--- start of ROWS ---
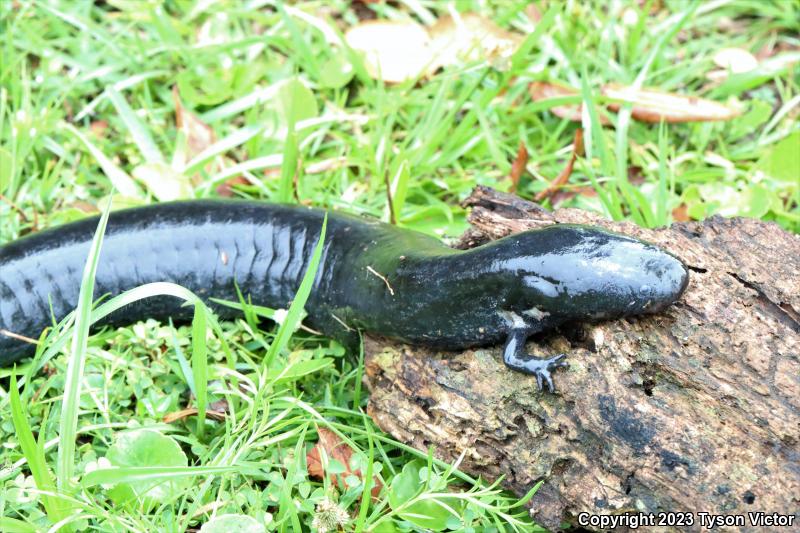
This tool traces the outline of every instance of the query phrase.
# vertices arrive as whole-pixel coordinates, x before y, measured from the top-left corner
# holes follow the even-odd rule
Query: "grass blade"
[[[183,173],[187,176],[191,176],[192,174],[198,172],[200,168],[208,163],[211,159],[227,152],[231,148],[236,148],[237,146],[246,143],[262,131],[264,131],[263,126],[247,126],[240,130],[234,131],[224,139],[220,139],[192,158],[191,161],[186,163],[186,168],[183,169]]]
[[[141,189],[139,189],[139,186],[136,185],[135,181],[133,181],[133,178],[128,176],[124,170],[119,168],[109,158],[107,158],[99,148],[92,144],[92,141],[87,139],[71,124],[66,124],[65,127],[83,143],[87,150],[89,150],[89,153],[95,158],[97,163],[100,165],[100,168],[103,169],[103,174],[106,175],[108,181],[111,182],[114,188],[119,191],[121,195],[130,196],[132,198],[143,197]]]
[[[328,214],[326,213],[325,218],[322,221],[322,229],[319,232],[319,240],[317,241],[317,245],[314,247],[314,254],[311,256],[311,261],[308,263],[308,269],[303,276],[303,281],[300,283],[300,287],[297,289],[297,294],[295,294],[294,300],[292,300],[292,305],[289,306],[289,311],[286,313],[286,318],[283,320],[283,324],[281,324],[278,328],[278,333],[275,335],[275,339],[272,341],[272,344],[269,347],[269,352],[267,352],[267,356],[264,360],[264,363],[267,367],[272,364],[272,362],[275,360],[275,356],[277,356],[284,346],[286,346],[286,343],[289,342],[289,338],[292,336],[297,324],[300,322],[300,317],[303,314],[303,307],[306,305],[306,300],[308,300],[309,294],[311,294],[311,288],[313,287],[314,280],[317,277],[317,268],[322,260],[322,250],[325,243],[325,231],[327,227]]]
[[[108,99],[114,104],[117,113],[125,123],[125,127],[128,128],[131,137],[133,137],[133,142],[139,147],[144,160],[148,163],[164,163],[164,156],[159,151],[155,141],[153,141],[153,137],[142,121],[139,120],[139,117],[136,116],[136,113],[133,112],[125,98],[119,94],[113,85],[106,87],[106,92],[108,93]]]
[[[91,325],[92,297],[97,264],[100,261],[100,249],[103,235],[108,224],[111,202],[97,224],[97,231],[92,239],[92,247],[83,270],[81,289],[78,295],[78,307],[75,313],[75,330],[72,335],[72,350],[67,363],[67,375],[64,383],[64,399],[61,407],[59,423],[58,463],[56,480],[59,490],[69,492],[72,488],[72,475],[75,469],[75,436],[78,429],[78,404],[81,397],[81,379],[86,363],[86,346]]]
[[[22,448],[22,454],[28,460],[28,468],[30,468],[33,480],[36,482],[36,488],[41,491],[55,492],[53,476],[47,469],[44,448],[39,446],[36,443],[36,439],[33,438],[33,431],[31,431],[31,426],[28,423],[28,418],[25,416],[25,411],[22,408],[22,401],[19,397],[17,376],[13,372],[11,374],[11,383],[9,387],[9,399],[11,403],[11,419],[14,422],[14,431],[17,433],[17,438]],[[51,522],[59,522],[66,515],[61,503],[55,501],[51,496],[43,494],[42,503],[44,504],[45,511]],[[9,531],[11,529],[12,528],[6,526],[0,528],[2,531]]]
[[[82,488],[104,484],[141,483],[153,481],[163,483],[170,479],[187,476],[215,476],[239,470],[235,466],[122,466],[92,470],[81,478]]]
[[[289,203],[292,200],[292,183],[297,174],[297,133],[294,131],[294,122],[289,121],[289,133],[283,146],[281,159],[281,182],[278,189],[278,201]]]
[[[194,319],[192,320],[192,376],[194,392],[197,399],[197,437],[203,436],[206,422],[206,406],[208,405],[208,345],[207,311],[205,304],[194,304]]]

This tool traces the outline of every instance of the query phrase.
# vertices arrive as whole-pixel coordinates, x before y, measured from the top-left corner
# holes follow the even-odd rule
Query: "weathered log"
[[[584,512],[687,512],[694,526],[666,529],[699,530],[699,513],[764,511],[800,527],[800,237],[743,218],[647,230],[483,188],[467,203],[461,247],[595,224],[680,257],[689,288],[660,315],[529,343],[537,356],[569,353],[556,394],[508,370],[499,347],[443,353],[368,339],[369,413],[381,428],[445,460],[467,450],[465,471],[503,475],[517,494],[544,480],[530,505],[549,529]],[[747,520],[741,530],[765,529]]]

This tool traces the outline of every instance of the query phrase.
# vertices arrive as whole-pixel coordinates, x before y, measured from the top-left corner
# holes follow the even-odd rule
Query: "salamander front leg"
[[[550,389],[550,392],[555,392],[550,371],[558,367],[569,366],[569,363],[563,360],[567,354],[562,353],[546,359],[532,357],[525,353],[525,341],[529,335],[530,330],[527,329],[511,330],[508,334],[506,346],[503,349],[503,361],[513,370],[536,376],[536,384],[539,386],[539,390],[542,390],[542,381],[544,381],[547,383],[547,388]]]

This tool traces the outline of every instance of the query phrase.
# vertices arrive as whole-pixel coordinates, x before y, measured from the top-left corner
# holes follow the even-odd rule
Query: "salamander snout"
[[[643,260],[641,273],[642,284],[635,299],[634,313],[664,310],[680,298],[689,284],[689,272],[683,263],[658,249],[653,257]]]
[[[504,261],[521,280],[518,307],[565,319],[658,313],[680,298],[689,273],[658,246],[587,226],[557,225],[517,236]]]

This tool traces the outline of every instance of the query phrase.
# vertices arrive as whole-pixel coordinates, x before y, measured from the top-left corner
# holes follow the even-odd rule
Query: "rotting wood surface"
--- end of ROWS ---
### [PROBLEM TO WORK ON]
Restate the data above exactly, stripping out each image.

### [ANSWER TO THIS TASK]
This tool traces the outline of every instance of the query phrase.
# vertices arrive as whole-pixel coordinates, x before y, measured from the top-left corner
# holes follow the even-odd rule
Query: "grass blade"
[[[183,173],[187,176],[191,176],[192,174],[198,172],[200,168],[208,163],[211,159],[227,152],[231,148],[236,148],[237,146],[246,143],[262,131],[264,131],[263,126],[247,126],[240,130],[234,131],[224,139],[220,139],[192,158],[191,161],[186,163],[186,168],[183,169]]]
[[[141,189],[139,189],[139,186],[136,185],[135,181],[133,181],[133,178],[128,176],[124,170],[119,168],[109,158],[107,158],[99,148],[92,144],[92,141],[87,139],[71,124],[66,124],[65,127],[83,143],[87,150],[89,150],[89,153],[95,158],[97,163],[100,165],[100,168],[103,169],[103,174],[106,175],[108,181],[111,182],[114,188],[119,191],[121,195],[130,196],[132,198],[143,197]]]
[[[328,214],[326,213],[325,218],[322,221],[322,229],[319,232],[319,240],[317,241],[317,245],[314,247],[314,254],[311,256],[311,261],[308,263],[308,269],[303,276],[303,281],[300,283],[300,287],[297,289],[297,294],[295,294],[294,300],[292,300],[292,305],[289,306],[289,311],[286,313],[286,318],[283,320],[283,324],[281,324],[278,328],[278,333],[275,335],[275,339],[272,341],[272,344],[269,347],[269,352],[267,352],[267,356],[264,360],[264,363],[267,367],[272,364],[272,362],[275,360],[275,356],[277,356],[284,346],[286,346],[286,343],[289,342],[289,338],[292,336],[297,324],[300,322],[300,317],[303,314],[303,307],[306,305],[306,300],[308,300],[309,294],[311,294],[311,288],[313,287],[314,280],[317,277],[317,268],[322,260],[322,250],[325,243],[325,231],[327,227]]]
[[[108,99],[114,104],[117,113],[125,123],[125,127],[128,128],[131,137],[133,137],[133,142],[139,147],[144,160],[148,163],[164,163],[164,156],[159,151],[155,141],[153,141],[153,137],[142,121],[139,120],[139,117],[136,116],[136,113],[133,112],[125,98],[119,94],[113,85],[106,87],[106,92],[108,93]]]
[[[91,325],[92,297],[97,264],[100,261],[100,249],[103,235],[108,224],[111,202],[97,224],[97,231],[92,239],[92,247],[83,270],[81,289],[78,295],[78,307],[75,313],[75,330],[72,335],[72,350],[67,363],[67,375],[64,383],[64,399],[61,407],[59,423],[58,463],[56,480],[59,490],[69,492],[72,488],[72,475],[75,469],[75,436],[78,429],[78,404],[81,397],[81,379],[86,363],[86,346]]]
[[[22,448],[22,454],[28,460],[28,468],[30,468],[33,480],[36,482],[36,488],[41,491],[55,492],[53,476],[47,469],[44,448],[39,446],[36,443],[36,439],[33,438],[33,431],[31,431],[31,426],[28,423],[28,418],[25,416],[25,411],[22,408],[22,401],[19,397],[17,376],[13,372],[11,374],[11,383],[9,387],[9,399],[11,403],[11,419],[14,422],[14,431],[17,433],[17,438]],[[51,522],[59,522],[66,515],[61,503],[55,501],[51,496],[43,494],[42,503],[44,504],[45,511]],[[9,531],[11,529],[12,528],[6,526],[0,528],[2,531]]]
[[[82,488],[104,484],[141,483],[153,481],[163,483],[170,479],[187,476],[215,476],[239,470],[235,466],[122,466],[92,470],[81,478]]]
[[[289,203],[292,200],[292,183],[297,174],[297,133],[294,131],[294,122],[289,121],[289,133],[283,146],[281,159],[281,182],[278,189],[278,201]]]
[[[194,319],[192,320],[192,376],[194,392],[197,399],[197,437],[203,436],[206,422],[206,406],[208,405],[208,345],[207,311],[205,304],[194,304]]]

This tool traces the outline of every instance of the query phrase.
# vertices arrive as whole-pixel coordinates, x before y, measured from the top-left corner
# holes follow the even-odd rule
Query: "weathered log"
[[[584,512],[687,512],[694,526],[666,529],[699,530],[699,513],[764,511],[800,527],[800,237],[743,218],[647,230],[483,188],[467,203],[461,247],[595,224],[680,257],[689,288],[660,315],[529,343],[537,356],[569,353],[556,394],[508,370],[499,347],[443,353],[368,339],[369,413],[381,428],[445,460],[467,450],[465,471],[503,475],[517,494],[544,480],[530,505],[549,529]],[[747,520],[741,530],[765,529]]]

This tool traces the outline of every instance of the query phrase.
# vertices arrive as whole-pixel coordinates, x before y, measured from the top-left corner
# holes follow the even-odd rule
Query: "salamander front leg"
[[[550,389],[550,392],[555,392],[550,371],[558,367],[569,366],[569,363],[563,360],[567,354],[562,353],[546,359],[532,357],[525,353],[525,341],[529,335],[530,330],[527,329],[511,330],[508,334],[506,346],[503,349],[503,361],[513,370],[536,376],[536,384],[539,386],[539,390],[542,390],[542,381],[544,381],[547,383],[547,388]]]

This tool traces the outline of every instance of the query phrase.
# vertices arrive as whole-pixel coordinates, x before y, measured from the top-left corner
# holes follow the even-odd rule
Query: "salamander snout"
[[[643,260],[641,273],[642,284],[635,299],[634,313],[664,310],[680,298],[689,284],[689,272],[683,263],[658,249],[653,257]]]
[[[504,261],[521,280],[518,307],[565,319],[658,313],[680,298],[689,273],[658,246],[587,226],[557,225],[517,236]]]

This tool traces the outline of every instance of the query phrase.
# vertices arrive as whole-pixel coordinates, x before y, measured from the top-left corner
# holes follow the even-odd rule
Query: "rotting wood surface"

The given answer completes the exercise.